[DOCUMENT SECTION Boundary: Start]

How Many Grams of Protein in Chicken, by Cut?

A 3-ounce serving of roasted chicken breast contains about 26 grams of protein, making chicken one of the most protein-dense foods available. But the exact amount varies depending on the cut, whether you eat the skin, and how the chicken is prepared. Here’s a breakdown of what you’re actually getting from the chicken on your plate.

Protein by Cut and Serving Size

The USDA bases its nutrition data on a standard 3-ounce (84-gram) cooked serving, which is roughly the size of a deck of cards. For roasted, skinless chicken breast, that serving delivers 26 grams of protein. As a general rule, each ounce of cooked chicken provides about 7 grams of protein regardless of the cut, so a 6-ounce portion of breast meat would give you around 42 grams.

The catch is that most chicken breasts from the grocery store weigh well over 3 ounces. A single boneless, skinless breast today often weighs between 6 and 8 ounces raw (roughly 5 to 7 ounces after cooking), which puts the total protein for one whole breast somewhere between 35 and 50 grams. If you’re tracking protein intake, weighing your portions after cooking gives you the most accurate number.

How Dark Meat Compares to White Meat

Dark meat (thighs, drumsticks, legs) has slightly less protein per ounce than breast meat, mostly because it carries more fat. A 3-ounce serving of roasted chicken thigh without skin provides roughly 21 grams of protein, compared to 26 grams for breast. That’s still a strong protein source, and many people find dark meat more flavorful and forgiving to cook since the extra fat keeps it moist.

Wings are the lowest-protein cut simply because they’re small and have a higher skin-to-meat ratio. A single chicken wing yields only a modest amount of meat once you remove the bone and skin, so you’d need to eat several to match the protein in one chicken breast.

Skin On vs. Skin Off

Eating the skin doesn’t add meaningful protein. What it does add is fat and calories. A 3-ounce serving of chicken breast with skin has about 22 grams of protein, while the same serving without skin has 24 grams. For thighs, the difference is similar: 18 grams with skin versus 21 grams without. The skin itself is mostly fat and connective tissue, so removing it slightly concentrates the protein per serving while lowering the calorie count.

Rotisserie and Prepared Chicken

Store-bought rotisserie chicken has protein numbers close to what you’d get cooking at home. A 3-ounce serving of rotisserie breast meat without skin provides about 24 grams of protein. The main nutritional difference isn’t the protein, it’s the sodium. Many rotisserie chickens are injected with salt or phosphate solutions before cooking, which helps preserve the meat and keep it juicy but bumps up the sodium content significantly. Some brands also add ingredients like maltodextrin and sodium phosphates to their seasoning blends. If sodium is a concern, skipping the skin removes most of the surface seasonings.

[DOCUMENT SECTION Boundary: End]

** REQUIREMENT **
List every section heading that appears below the title of the article on protein in chicken.

[DATA FOR REVIEW Boundary: Start]

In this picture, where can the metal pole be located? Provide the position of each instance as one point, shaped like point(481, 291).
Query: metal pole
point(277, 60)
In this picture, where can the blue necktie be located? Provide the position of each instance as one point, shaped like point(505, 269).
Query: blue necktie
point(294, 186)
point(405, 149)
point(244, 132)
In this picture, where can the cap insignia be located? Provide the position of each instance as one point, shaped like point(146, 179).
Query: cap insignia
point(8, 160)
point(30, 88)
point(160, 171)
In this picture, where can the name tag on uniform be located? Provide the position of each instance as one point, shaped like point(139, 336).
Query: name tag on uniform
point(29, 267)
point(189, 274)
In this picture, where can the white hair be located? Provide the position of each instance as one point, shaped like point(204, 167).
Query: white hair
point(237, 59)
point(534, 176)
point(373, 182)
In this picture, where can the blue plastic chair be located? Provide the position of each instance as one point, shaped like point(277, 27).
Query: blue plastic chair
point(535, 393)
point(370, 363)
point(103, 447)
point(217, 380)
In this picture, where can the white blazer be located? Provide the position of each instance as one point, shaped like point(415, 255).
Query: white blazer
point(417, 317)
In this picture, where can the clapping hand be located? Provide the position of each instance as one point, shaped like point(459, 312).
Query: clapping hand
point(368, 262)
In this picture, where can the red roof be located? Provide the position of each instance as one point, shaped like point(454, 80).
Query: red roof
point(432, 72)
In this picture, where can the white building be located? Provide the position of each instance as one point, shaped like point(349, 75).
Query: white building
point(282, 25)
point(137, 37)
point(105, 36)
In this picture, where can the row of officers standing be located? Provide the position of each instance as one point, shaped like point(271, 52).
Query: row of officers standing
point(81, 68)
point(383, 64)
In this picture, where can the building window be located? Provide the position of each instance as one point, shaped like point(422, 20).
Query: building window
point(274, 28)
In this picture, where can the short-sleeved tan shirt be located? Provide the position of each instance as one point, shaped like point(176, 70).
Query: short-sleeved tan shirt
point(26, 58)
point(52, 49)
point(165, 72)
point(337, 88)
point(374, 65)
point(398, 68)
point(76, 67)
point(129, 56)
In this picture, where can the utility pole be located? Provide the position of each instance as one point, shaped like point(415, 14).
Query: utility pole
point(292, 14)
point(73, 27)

[DATA FOR REVIEW Boundary: End]

** SOLUTION FOR THIS PROBLEM **
Protein by Cut and Serving Size
How Dark Meat Compares to White Meat
Skin On vs. Skin Off
Rotisserie and Prepared Chicken